## Work order
Transcribe the records in full, keeping every character as it is.

Dataset entries:

· · · ·

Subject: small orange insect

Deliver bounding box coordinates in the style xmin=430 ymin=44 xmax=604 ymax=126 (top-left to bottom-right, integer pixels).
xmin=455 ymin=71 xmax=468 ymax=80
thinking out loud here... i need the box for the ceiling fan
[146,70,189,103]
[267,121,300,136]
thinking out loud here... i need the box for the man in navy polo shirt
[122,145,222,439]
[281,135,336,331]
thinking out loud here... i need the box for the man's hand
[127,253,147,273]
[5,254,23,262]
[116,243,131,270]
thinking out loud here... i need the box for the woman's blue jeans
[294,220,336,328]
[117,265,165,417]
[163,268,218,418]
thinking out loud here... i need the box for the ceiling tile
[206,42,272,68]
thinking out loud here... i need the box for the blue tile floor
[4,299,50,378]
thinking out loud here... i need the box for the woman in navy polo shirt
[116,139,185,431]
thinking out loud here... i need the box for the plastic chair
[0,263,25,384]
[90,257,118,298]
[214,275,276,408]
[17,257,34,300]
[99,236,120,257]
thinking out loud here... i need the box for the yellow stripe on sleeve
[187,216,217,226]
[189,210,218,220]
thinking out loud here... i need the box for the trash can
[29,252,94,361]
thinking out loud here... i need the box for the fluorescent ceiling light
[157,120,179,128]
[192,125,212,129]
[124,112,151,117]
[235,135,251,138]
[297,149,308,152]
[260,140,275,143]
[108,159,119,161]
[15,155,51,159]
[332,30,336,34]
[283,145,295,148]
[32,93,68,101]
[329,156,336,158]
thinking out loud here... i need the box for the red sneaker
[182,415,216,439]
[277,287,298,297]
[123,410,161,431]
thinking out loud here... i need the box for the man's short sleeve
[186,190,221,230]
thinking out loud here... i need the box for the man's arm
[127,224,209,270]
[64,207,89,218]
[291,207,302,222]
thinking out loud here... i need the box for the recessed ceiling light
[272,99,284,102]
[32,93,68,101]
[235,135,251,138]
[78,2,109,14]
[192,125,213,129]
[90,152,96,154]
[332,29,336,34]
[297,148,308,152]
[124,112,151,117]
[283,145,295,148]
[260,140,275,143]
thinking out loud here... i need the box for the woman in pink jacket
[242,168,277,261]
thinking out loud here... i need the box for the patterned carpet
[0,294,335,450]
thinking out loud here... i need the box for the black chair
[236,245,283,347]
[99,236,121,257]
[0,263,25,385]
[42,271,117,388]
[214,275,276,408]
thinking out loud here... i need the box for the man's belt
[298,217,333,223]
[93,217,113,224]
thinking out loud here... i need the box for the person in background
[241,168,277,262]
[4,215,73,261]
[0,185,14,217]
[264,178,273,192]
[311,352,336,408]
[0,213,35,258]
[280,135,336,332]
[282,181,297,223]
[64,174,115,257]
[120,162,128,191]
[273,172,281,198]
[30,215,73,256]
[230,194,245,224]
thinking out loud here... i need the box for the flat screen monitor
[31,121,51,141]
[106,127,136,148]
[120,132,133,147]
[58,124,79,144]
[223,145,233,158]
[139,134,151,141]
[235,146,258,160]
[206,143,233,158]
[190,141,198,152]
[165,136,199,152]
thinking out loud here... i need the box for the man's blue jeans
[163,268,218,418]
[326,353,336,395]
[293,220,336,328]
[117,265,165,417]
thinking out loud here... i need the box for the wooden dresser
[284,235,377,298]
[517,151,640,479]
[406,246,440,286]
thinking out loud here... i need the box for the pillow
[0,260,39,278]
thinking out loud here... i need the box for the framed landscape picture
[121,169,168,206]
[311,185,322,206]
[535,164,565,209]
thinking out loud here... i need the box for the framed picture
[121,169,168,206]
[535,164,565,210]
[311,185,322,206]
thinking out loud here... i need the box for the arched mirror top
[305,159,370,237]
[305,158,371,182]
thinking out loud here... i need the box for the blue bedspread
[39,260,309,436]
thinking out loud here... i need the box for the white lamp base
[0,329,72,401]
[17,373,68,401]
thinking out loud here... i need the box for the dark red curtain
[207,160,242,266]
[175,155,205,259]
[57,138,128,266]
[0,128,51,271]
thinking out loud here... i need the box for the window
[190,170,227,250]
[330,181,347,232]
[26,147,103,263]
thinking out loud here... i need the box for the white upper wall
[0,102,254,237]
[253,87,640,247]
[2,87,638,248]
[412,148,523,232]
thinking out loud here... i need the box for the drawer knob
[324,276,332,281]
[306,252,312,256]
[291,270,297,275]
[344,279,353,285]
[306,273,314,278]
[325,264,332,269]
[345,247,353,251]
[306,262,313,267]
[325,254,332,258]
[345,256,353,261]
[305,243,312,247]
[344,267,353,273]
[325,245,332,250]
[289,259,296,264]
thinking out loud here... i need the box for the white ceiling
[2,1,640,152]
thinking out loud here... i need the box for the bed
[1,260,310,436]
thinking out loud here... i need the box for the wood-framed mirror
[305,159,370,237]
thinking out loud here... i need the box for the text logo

· · · ·

## Written solution
Subject: small orange insect

Deliver bounding box coordinates in the style xmin=430 ymin=44 xmax=604 ymax=126 (top-left to bottom-right, integer pixels).
xmin=455 ymin=71 xmax=468 ymax=80
thinking out loud here... i need the box for the ceiling fan
[146,70,189,103]
[267,121,300,136]
thinking out loud here... i need the box for the man in navy polo shirt
[122,145,222,439]
[281,135,336,331]
thinking out loud here... i need the box for the man's hand
[127,253,147,273]
[5,254,23,262]
[116,243,131,270]
thinking out loud here... i need the box for the woman's blue jeans
[294,220,336,328]
[117,265,165,417]
[163,268,218,418]
thinking out loud here... i need the box for the ceiling tile
[206,42,272,68]
thinking out loud here... i need the box for the blue tile floor
[4,299,50,378]
thinking out loud here... i need the box for the woman in navy polo shirt
[116,139,185,431]
thinking out loud here... i need the box for the plastic chair
[0,263,25,384]
[90,257,118,298]
[214,275,276,408]
[17,257,34,300]
[99,236,120,257]
thinking out loud here... i need the box for the yellow stripe on sleeve
[187,216,217,226]
[189,210,218,220]
thinking out loud here... i need the box for the trash can
[29,252,94,361]
thinking out loud here... i need the box for the fluorescent ceiling light
[157,120,179,128]
[192,125,212,129]
[124,112,151,117]
[235,135,251,138]
[297,149,308,152]
[260,140,275,143]
[108,159,119,161]
[15,155,51,159]
[332,30,336,34]
[283,145,295,148]
[32,93,68,101]
[329,156,336,158]
thinking out loud here... i need the box for the red sneaker
[182,415,216,439]
[277,287,298,297]
[123,410,161,431]
thinking out loud here... i need the box for the man's short sleeve
[186,190,221,230]
thinking out loud here... i need the box for the man's arm
[127,224,209,270]
[64,207,89,218]
[291,207,302,222]
thinking out loud here... i need the box for the recessed ceiling light
[272,99,284,102]
[32,93,68,101]
[235,135,251,138]
[78,2,109,14]
[192,125,213,129]
[90,152,96,154]
[332,29,336,34]
[297,148,308,152]
[124,112,151,117]
[283,145,295,148]
[260,140,275,143]
thinking out loud here... i need the box for the woman in pink jacket
[242,168,277,261]
thinking out loud here... i need the box for the patterned carpet
[0,294,335,450]
thinking out loud here... i need the box for the black chair
[236,245,283,347]
[99,236,121,257]
[0,263,25,385]
[42,271,117,388]
[214,275,276,408]
thinking out loud here... i need the box for the man's belt
[298,217,333,223]
[93,217,113,224]
thinking out loud here... i need the box for the person in background
[241,168,277,262]
[4,215,73,261]
[0,185,14,217]
[264,178,273,192]
[311,352,336,408]
[0,213,35,258]
[280,135,336,332]
[282,181,297,223]
[64,174,115,257]
[120,162,128,191]
[273,172,281,198]
[30,215,73,256]
[230,194,245,224]
thinking out loud here... i need the box for the flat screen monitor
[31,121,51,141]
[106,127,136,148]
[120,132,133,147]
[58,124,79,144]
[223,145,233,158]
[139,134,151,141]
[235,146,258,160]
[206,143,233,158]
[190,141,198,152]
[165,136,199,152]
thinking out loud here... i need the box for the man's blue jeans
[163,268,218,418]
[326,353,336,395]
[293,220,336,328]
[117,265,165,417]
thinking out loud here... i need the box for the wooden dresser
[284,235,377,298]
[517,151,640,479]
[406,246,440,286]
thinking out loud here... i need the box for the pillow
[0,260,39,278]
thinking out loud here... i need the box for the framed landscape picture
[121,169,168,206]
[311,185,322,206]
[535,164,565,209]
thinking out loud here... i need the box for the framed picture
[121,169,168,206]
[535,164,565,210]
[311,185,322,206]
thinking out loud here... i need the box for the arched mirror top
[305,159,370,237]
[305,158,371,182]
thinking out loud here... i need the box for the blue bedspread
[39,260,309,436]
thinking out loud here... i need the box for the white lamp base
[0,329,72,401]
[17,373,68,401]
thinking out loud here... i need the box for the dark red curtain
[207,160,242,266]
[175,155,205,259]
[57,138,128,266]
[0,128,51,271]
thinking out loud here... i need the box for the window
[190,170,227,250]
[330,181,347,232]
[26,147,103,263]
thinking out loud here... i need the box for the white upper wall
[0,102,254,237]
[253,87,640,247]
[2,87,638,248]
[412,148,523,232]
thinking out loud here... i need the box for the drawer knob
[324,276,332,281]
[306,252,312,256]
[291,270,297,275]
[344,279,353,285]
[306,273,314,278]
[325,264,332,269]
[345,247,353,251]
[306,262,313,267]
[325,254,332,258]
[345,256,353,261]
[305,243,312,247]
[344,267,353,273]
[325,245,332,250]
[289,259,296,264]
thinking out loud here... i need the box for the white ceiling
[2,1,640,152]
thinking out loud here... i need the box for the bed
[1,260,310,436]
thinking out loud here... i need the box for the wood-framed mirror
[305,159,370,237]
thinking out loud here... i need the box for the text logo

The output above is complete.